» Text excerpt:
ROANOKE TIMES

                         Roanoke Times
                 Copyright (c) 1995, Landmark Communications, Inc.

DATE: SATURDAY, May 22, 1993                   TAG: 9305220089
SECTION: CURRENT                    PAGE: NRV-2   EDITION: NEW RIVER VALLEY 
SOURCE: By KATHY LOAN STAFF WRITER
DATELINE: PULASKI                                LENGTH: Medium


VICTIM OF RANDOM SHOOTING DESCRIBES HIS DISABILITIES

When Curtis Clayton Sifford stopped to get a cup of tea at the Dublin Hardee's last November, he didn't know it would be the last cup he could drink easily.

The 58-year-old Lynchburg Foundry worker was unlucky enough to become the key player in two young men's plan to see what it would be like to shoot - and possibly kill - someone.

Sifford, a random target, was shot in the face with a 12-gauge shotgun as he drove down U.S. 11 near Fairlawn on his way to work at about 4:10 a.m. on Nov. 14.

Five days later, two Pulaski County men were charged with the shooting.

"I can't feel. All this is numb," Sifford testified Friday as he rubbed a hand over his face. "I could whistle, but I can't whistle now."

Sifford said his disability payments ran out this week.

"I don't have any income at all."

David Allen Lawson, 22, of Bob White Boulevard - who told authorities he drove the truck and another man with him shot Sifford - pleaded guilty Friday in Pulaski County Circuit Court to malicious wounding, shooting into an occupied vehicle and using a firearm while committing aggravated malicious wounding.

Point-per-instance localization data
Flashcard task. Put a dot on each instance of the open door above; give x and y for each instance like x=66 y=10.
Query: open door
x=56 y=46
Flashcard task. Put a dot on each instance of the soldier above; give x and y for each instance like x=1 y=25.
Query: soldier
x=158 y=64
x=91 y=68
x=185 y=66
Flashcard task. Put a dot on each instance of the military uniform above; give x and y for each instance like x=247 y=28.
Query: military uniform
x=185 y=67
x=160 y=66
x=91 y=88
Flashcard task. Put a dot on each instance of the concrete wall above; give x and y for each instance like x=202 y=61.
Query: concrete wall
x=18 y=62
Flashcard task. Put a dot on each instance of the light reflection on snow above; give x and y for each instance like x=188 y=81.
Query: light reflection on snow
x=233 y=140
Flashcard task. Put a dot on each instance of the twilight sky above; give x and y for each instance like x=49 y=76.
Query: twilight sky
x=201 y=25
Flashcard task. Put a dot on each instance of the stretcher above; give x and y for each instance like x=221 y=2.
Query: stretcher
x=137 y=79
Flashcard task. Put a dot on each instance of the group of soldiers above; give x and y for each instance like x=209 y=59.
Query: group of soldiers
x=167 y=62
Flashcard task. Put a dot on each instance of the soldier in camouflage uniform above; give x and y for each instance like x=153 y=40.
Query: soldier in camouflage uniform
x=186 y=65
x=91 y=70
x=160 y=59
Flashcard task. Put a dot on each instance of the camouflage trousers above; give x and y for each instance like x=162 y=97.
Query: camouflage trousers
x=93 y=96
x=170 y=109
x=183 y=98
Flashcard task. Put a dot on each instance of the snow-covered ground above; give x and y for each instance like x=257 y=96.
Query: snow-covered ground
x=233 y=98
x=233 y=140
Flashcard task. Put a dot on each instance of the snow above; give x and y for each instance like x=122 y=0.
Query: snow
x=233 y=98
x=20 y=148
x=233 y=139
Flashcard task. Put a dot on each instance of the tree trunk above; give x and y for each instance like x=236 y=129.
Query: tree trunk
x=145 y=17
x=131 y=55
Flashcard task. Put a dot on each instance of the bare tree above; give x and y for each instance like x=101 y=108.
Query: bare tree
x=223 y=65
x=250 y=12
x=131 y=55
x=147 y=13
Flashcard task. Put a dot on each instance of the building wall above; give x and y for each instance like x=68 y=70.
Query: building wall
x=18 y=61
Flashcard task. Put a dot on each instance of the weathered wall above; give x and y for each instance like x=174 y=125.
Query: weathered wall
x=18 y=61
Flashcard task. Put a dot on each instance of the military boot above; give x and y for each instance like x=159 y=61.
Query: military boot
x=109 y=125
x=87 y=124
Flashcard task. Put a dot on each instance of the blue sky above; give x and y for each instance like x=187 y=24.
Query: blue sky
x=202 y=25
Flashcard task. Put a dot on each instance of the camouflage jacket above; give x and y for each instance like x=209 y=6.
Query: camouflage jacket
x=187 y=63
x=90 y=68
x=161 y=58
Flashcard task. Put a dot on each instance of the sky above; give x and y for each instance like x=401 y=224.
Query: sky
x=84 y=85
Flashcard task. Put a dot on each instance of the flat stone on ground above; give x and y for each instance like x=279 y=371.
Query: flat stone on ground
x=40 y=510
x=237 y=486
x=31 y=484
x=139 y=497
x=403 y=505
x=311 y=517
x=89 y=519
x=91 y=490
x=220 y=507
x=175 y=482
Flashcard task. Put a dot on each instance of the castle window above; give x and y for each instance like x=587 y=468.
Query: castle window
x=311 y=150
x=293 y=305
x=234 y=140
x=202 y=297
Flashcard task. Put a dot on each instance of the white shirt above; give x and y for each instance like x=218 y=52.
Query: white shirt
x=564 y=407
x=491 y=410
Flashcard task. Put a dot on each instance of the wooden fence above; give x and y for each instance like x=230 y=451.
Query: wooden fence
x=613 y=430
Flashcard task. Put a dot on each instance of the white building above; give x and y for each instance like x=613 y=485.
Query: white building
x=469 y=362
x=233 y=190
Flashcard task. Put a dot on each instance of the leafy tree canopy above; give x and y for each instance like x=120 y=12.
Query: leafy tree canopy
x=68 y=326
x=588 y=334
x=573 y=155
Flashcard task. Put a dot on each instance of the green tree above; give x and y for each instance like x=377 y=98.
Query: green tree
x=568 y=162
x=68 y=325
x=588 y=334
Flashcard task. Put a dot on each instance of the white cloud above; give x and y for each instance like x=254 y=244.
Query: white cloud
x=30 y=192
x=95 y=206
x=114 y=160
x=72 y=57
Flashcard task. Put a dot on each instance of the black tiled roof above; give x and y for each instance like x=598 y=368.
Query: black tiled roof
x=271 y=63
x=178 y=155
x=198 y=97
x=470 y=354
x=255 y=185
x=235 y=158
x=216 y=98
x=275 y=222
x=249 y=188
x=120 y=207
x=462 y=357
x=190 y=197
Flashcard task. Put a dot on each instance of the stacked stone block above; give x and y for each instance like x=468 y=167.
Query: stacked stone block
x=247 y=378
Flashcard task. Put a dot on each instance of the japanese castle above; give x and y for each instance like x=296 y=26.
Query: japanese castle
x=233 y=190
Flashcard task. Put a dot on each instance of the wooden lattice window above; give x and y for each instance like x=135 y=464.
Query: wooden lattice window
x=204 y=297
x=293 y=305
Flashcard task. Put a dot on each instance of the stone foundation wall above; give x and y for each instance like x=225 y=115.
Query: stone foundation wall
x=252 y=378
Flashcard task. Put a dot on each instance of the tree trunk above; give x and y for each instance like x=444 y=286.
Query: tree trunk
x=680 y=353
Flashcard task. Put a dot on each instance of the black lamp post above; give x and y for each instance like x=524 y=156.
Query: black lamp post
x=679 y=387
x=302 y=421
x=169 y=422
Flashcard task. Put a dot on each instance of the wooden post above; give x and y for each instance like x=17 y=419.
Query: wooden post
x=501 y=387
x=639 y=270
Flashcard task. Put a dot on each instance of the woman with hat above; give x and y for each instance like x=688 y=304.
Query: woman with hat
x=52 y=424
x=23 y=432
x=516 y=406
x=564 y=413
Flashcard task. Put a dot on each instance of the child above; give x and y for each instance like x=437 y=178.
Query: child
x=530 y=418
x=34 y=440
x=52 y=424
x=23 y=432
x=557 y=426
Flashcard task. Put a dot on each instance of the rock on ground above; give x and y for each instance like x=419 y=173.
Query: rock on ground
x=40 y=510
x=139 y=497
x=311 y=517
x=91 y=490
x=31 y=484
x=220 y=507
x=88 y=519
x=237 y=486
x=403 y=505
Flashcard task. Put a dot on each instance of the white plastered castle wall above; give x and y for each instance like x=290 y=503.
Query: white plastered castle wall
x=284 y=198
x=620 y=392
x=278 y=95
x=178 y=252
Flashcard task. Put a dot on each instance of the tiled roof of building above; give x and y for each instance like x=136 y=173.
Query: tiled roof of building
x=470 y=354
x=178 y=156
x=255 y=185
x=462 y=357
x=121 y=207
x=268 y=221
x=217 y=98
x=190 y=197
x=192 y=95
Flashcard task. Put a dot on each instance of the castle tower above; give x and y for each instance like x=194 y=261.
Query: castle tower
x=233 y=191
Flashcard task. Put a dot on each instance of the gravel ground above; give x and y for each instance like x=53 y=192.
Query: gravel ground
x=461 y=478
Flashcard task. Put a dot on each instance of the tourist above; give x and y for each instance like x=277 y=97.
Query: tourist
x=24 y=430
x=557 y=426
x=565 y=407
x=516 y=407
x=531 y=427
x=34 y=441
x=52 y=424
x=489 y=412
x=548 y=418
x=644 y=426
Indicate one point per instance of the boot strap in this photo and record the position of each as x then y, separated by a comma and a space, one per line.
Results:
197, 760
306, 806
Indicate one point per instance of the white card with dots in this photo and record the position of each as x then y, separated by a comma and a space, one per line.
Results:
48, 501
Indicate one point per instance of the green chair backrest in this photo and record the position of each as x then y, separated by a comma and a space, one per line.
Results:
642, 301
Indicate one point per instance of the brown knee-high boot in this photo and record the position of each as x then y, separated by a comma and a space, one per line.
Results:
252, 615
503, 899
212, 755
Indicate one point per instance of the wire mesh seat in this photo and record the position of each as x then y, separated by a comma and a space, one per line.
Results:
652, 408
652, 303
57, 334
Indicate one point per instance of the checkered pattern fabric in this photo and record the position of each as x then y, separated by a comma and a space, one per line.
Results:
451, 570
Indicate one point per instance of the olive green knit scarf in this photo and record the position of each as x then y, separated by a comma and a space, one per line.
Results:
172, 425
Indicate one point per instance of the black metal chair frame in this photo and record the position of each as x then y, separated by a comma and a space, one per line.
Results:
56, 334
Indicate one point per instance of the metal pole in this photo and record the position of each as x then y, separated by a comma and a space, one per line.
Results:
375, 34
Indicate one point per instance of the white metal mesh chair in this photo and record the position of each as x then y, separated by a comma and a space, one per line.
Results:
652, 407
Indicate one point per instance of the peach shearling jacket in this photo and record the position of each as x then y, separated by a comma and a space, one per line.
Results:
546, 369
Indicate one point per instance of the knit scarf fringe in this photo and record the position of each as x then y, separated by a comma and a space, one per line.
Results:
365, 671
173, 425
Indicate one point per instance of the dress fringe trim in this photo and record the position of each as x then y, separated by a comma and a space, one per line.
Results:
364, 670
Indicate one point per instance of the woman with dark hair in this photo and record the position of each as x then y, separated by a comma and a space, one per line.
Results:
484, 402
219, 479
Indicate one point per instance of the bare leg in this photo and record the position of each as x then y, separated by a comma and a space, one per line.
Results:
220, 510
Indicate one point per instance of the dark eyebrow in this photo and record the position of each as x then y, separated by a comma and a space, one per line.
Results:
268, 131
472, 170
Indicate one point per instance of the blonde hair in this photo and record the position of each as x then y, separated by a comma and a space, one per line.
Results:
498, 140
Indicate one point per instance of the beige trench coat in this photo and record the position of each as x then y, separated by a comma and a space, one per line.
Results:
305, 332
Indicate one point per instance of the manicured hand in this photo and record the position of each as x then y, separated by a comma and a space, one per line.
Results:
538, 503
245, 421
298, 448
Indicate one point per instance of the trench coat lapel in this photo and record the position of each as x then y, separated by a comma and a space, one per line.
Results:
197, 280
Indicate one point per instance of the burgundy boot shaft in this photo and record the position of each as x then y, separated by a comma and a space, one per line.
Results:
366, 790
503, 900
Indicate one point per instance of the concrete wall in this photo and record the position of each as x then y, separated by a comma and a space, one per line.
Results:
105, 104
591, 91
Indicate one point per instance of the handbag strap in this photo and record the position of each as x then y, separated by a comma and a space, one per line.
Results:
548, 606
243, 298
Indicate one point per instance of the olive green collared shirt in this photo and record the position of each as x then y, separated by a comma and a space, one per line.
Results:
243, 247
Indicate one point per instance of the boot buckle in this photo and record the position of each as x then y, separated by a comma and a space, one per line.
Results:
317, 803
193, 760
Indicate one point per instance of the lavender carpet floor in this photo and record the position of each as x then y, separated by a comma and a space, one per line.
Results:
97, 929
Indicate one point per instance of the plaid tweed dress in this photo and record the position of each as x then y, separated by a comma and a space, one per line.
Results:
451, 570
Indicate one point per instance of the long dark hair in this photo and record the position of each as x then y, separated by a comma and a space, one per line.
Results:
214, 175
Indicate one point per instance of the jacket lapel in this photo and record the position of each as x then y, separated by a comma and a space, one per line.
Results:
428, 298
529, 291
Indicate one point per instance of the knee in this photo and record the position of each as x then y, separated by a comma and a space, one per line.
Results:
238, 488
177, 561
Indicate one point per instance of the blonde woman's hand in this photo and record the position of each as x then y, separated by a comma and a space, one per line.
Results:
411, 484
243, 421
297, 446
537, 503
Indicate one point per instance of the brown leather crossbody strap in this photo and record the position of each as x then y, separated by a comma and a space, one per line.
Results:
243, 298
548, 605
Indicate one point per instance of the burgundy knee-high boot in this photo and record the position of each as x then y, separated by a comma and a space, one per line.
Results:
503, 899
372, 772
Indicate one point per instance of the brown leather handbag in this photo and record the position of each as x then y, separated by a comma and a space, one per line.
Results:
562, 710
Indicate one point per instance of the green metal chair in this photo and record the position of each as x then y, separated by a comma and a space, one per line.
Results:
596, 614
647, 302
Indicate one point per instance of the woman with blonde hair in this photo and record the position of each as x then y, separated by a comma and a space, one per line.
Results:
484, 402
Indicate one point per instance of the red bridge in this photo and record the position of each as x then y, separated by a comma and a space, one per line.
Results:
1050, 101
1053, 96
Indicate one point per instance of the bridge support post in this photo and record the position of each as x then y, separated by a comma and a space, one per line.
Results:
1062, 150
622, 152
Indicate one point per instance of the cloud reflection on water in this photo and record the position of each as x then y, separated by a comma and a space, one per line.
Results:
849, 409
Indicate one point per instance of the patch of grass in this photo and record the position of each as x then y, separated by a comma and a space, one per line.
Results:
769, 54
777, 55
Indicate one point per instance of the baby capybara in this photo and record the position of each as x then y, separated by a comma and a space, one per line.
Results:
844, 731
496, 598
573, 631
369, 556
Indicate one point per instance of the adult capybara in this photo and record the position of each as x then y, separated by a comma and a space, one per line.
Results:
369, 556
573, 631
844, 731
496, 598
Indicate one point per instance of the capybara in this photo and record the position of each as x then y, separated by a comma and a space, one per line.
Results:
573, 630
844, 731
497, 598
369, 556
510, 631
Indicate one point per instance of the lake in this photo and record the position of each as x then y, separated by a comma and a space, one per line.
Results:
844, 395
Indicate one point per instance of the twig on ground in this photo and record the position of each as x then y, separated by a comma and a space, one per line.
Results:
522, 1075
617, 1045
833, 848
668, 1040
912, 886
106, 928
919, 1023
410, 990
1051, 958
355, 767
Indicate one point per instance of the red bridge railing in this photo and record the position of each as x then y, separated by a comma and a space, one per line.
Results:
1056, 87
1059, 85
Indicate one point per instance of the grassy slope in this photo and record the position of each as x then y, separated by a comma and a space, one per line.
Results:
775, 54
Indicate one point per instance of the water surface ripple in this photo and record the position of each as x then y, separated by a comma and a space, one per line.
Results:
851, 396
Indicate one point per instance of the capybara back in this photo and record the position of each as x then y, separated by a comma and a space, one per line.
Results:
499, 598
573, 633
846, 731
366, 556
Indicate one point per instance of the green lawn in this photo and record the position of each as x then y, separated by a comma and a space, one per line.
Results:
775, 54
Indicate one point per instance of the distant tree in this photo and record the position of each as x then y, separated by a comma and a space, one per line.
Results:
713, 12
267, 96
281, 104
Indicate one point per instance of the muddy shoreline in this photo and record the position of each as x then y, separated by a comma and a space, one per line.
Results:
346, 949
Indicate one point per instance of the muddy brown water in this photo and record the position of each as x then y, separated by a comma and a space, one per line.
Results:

» Using the information:
a) Answer these questions from the news article about the random shooting:
(i) Where did Curtis Clayton Sifford stop to get a cup of tea?
(ii) What kind of gun was used to shoot Sifford?
(iii) How old is David Allen Lawson?
b) Please continue the news article about the random shooting, starting after its last sentence.

» Set of answers:
a)
(i) At the Dublin Hardee's.
(ii) A 12-gauge shotgun.
(iii) 22.

b)
Lawson was found guilty, but Judge Dow Owens delayed sentencing him until a presentence report is returned by a probation officer.

He faces life in prison.

Commonwealth's Attorney Everett Shockley said Lawson and the other man charged in the case, Christopher Dane McGlothlin, were friends and had "talked to some extent about what it would be like to kill somebody."

On Nov. 14, Shockley said, the two went to the Dublin Hardee's and followed a car from the restaurant. They later returned to the Hardee's parking lot and decided to follow Sifford after he drove away from the drive-through window.

Lawson told Sheriff Ralph Dobbins, "without words being spoken, `this is the one they were going to pick out and shoot,'" Shockley told Owens.

As the truck Lawson was driving pulled along side Sifford's pickup, Sifford turned and looked and "there was a blast," Shockley said.

Sifford managed to continue driving until he reached McDonald's in Fairlawn and another motorist helped him, Shockley said.

Lawson "just turned it around in the median strip, headed back to Pulaski and went to bed."

Sifford testified that he has lost strength and mobility in his right arm because of plastic surgery to repair his lip and lower face. He undergoes physical therapy every day, but still is unable to drink from a cup without the liquid running down his face.

He also said he can no longer get his mouth open wide enough to eat hamburgers, a favorite food.

Lawson, who offered no defense evidence, averted his eyes while Sifford testified. His face appeared flushed and he did not watch as Shockley played a videotape of the sheriff interviewing Lawson.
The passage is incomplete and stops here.